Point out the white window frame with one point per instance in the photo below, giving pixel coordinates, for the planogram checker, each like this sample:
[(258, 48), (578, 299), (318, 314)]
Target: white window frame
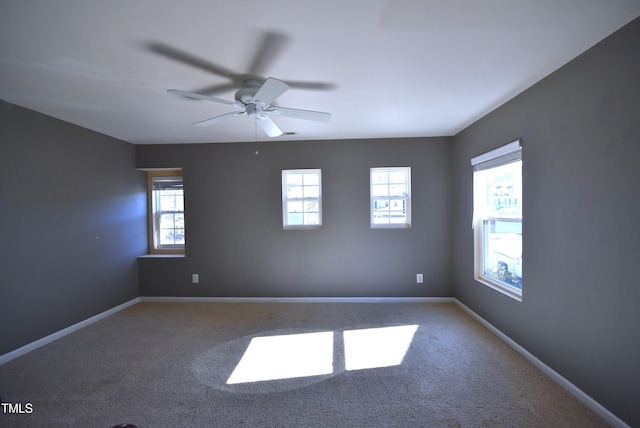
[(302, 199), (404, 199), (501, 156), (154, 213)]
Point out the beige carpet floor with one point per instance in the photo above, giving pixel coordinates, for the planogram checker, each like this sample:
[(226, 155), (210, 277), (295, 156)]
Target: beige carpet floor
[(285, 365)]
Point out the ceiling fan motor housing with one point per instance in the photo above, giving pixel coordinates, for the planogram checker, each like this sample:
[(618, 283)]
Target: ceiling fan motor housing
[(245, 94)]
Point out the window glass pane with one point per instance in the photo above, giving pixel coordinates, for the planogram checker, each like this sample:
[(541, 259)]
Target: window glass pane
[(397, 190), (294, 179), (503, 251), (397, 177), (167, 211), (294, 206), (311, 206), (311, 191), (294, 219), (311, 179), (379, 177), (389, 183), (301, 201), (380, 190), (294, 192), (502, 190), (311, 218)]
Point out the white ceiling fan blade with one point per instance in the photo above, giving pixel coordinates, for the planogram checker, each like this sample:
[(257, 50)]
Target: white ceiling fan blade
[(213, 120), (199, 96), (269, 126), (300, 114), (270, 90)]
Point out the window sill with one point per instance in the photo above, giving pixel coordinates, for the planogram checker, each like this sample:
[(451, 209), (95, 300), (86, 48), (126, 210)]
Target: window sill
[(504, 289), (161, 256)]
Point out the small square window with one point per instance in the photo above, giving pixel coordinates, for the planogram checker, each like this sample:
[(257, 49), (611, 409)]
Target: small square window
[(166, 212), (301, 199), (390, 197)]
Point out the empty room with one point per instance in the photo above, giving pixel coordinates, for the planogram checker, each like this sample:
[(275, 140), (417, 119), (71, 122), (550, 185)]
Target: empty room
[(395, 213)]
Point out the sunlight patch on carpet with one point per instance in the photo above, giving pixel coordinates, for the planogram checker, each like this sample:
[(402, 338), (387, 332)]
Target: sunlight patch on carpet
[(285, 357), (377, 347)]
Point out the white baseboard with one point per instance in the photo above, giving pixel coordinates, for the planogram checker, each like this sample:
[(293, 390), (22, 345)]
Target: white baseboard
[(299, 299), (57, 335), (598, 408)]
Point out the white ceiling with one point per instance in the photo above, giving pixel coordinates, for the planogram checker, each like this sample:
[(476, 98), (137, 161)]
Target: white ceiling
[(396, 68)]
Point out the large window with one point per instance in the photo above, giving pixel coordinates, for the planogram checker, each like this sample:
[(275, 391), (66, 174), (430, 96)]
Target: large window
[(166, 212), (497, 219), (390, 197), (302, 199)]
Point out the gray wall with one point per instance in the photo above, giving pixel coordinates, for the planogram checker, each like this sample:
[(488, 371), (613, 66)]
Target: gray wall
[(62, 186), (236, 243), (581, 168)]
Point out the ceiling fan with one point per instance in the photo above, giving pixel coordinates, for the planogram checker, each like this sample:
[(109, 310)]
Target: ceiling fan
[(255, 99)]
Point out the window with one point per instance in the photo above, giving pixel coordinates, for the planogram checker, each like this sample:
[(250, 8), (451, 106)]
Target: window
[(497, 219), (301, 199), (391, 197), (166, 212)]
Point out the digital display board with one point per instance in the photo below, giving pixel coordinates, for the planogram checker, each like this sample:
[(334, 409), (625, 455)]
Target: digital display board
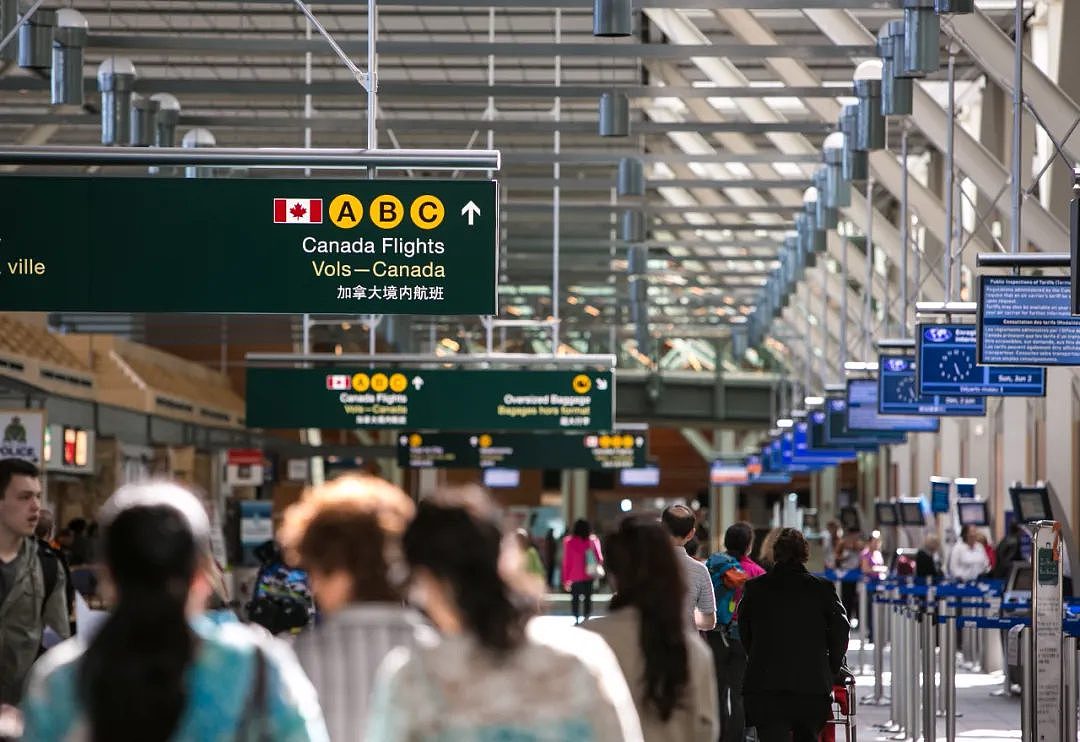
[(863, 412), (947, 365), (899, 392), (837, 432), (941, 489), (1026, 321)]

┄┄┄┄┄┄┄┄┄┄┄┄┄┄┄┄┄┄┄┄

### Work order
Reproduce exactly, and with no other material, the lines between those holding "[(250, 8), (451, 106)]" and "Point out the digital", inclusive.

### Answer box
[(250, 8), (451, 106)]
Target: window
[(497, 219), (301, 199), (391, 197), (166, 212)]
Point out the digital display board with one point per instance in the photo below, giving pixel coordinates, for the planogram checker, each like this sample:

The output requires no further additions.